## What you are asked to do
What you copy should be the lines from the one with "Target: green grass blade" through the end of the entries, word for word. Omit the pictures.

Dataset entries
---------------

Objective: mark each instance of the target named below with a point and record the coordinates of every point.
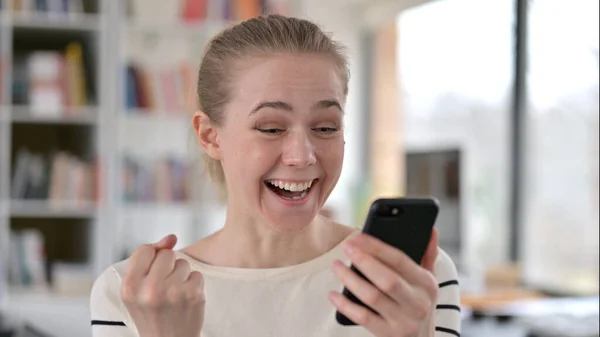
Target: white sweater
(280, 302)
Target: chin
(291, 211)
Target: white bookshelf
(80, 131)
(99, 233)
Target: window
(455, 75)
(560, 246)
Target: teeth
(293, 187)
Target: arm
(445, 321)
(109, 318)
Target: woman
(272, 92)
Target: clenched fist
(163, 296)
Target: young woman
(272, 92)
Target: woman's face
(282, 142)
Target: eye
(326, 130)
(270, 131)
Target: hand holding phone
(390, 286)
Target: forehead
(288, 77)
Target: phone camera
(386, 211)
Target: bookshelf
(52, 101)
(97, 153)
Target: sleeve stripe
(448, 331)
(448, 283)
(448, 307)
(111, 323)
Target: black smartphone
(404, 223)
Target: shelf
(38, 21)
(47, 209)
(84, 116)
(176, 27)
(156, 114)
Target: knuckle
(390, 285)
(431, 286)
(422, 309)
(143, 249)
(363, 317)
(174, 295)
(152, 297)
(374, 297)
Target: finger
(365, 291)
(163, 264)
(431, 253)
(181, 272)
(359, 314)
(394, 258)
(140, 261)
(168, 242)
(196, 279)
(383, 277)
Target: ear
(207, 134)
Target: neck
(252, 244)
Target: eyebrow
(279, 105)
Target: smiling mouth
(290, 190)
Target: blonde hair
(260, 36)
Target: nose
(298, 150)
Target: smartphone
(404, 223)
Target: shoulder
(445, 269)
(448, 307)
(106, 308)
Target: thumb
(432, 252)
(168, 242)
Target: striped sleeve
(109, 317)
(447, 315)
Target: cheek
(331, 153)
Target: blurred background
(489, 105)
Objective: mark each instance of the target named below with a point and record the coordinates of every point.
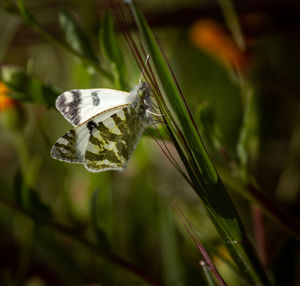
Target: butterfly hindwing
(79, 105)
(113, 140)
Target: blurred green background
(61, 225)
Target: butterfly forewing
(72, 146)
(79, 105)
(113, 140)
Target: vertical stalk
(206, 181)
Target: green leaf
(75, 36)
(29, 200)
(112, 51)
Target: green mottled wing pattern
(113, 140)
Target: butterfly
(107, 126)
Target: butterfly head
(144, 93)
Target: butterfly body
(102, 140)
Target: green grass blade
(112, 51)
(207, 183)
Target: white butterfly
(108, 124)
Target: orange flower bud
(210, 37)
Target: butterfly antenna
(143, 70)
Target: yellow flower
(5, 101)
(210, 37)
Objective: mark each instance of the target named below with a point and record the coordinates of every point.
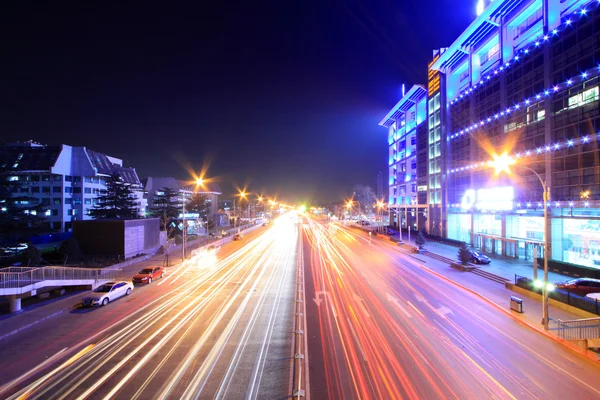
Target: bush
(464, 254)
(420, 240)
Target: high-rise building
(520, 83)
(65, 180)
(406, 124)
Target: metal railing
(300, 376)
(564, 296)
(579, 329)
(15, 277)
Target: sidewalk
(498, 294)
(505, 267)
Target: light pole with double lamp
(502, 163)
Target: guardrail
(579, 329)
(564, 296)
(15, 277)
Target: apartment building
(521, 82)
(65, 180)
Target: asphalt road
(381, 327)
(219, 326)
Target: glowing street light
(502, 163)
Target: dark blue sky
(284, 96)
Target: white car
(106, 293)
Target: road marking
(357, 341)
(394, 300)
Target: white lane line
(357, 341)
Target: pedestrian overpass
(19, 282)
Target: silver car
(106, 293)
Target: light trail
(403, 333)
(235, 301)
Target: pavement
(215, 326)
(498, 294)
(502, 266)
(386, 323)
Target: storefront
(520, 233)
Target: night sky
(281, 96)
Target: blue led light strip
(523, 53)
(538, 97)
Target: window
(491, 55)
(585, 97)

---------------

## Reply to the task
Target: green grass blade
(112, 51)
(207, 183)
Target: white butterfly
(108, 124)
Target: orange flower bud
(210, 37)
Target: butterfly antenna
(143, 70)
Target: yellow flower
(5, 101)
(210, 37)
Objective: mark each instance of the target named below with a point and record the coordinates of every point.
Target: bush
(464, 254)
(420, 240)
Target: high-rise building
(520, 83)
(65, 180)
(406, 124)
Target: metal railing
(300, 376)
(564, 296)
(579, 329)
(15, 277)
Target: sidewalk
(498, 294)
(505, 267)
Target: light pole with double lamp
(502, 163)
Target: guardrail
(579, 329)
(564, 296)
(15, 277)
Target: apartment building
(521, 82)
(65, 180)
Target: asphalt road
(381, 327)
(219, 326)
Target: glowing street light
(502, 163)
Target: dark blue sky
(284, 96)
Target: white car
(106, 293)
Target: road marking
(357, 341)
(394, 300)
Target: white lane line
(357, 341)
Target: pedestrian overpass
(19, 282)
Target: silver car
(106, 293)
Target: light trail
(403, 333)
(235, 301)
Target: pavement
(215, 326)
(498, 294)
(502, 266)
(386, 323)
Target: storefront
(520, 233)
Target: night sky
(281, 96)
Target: blue led light strip
(523, 53)
(538, 97)
Target: window
(491, 55)
(585, 97)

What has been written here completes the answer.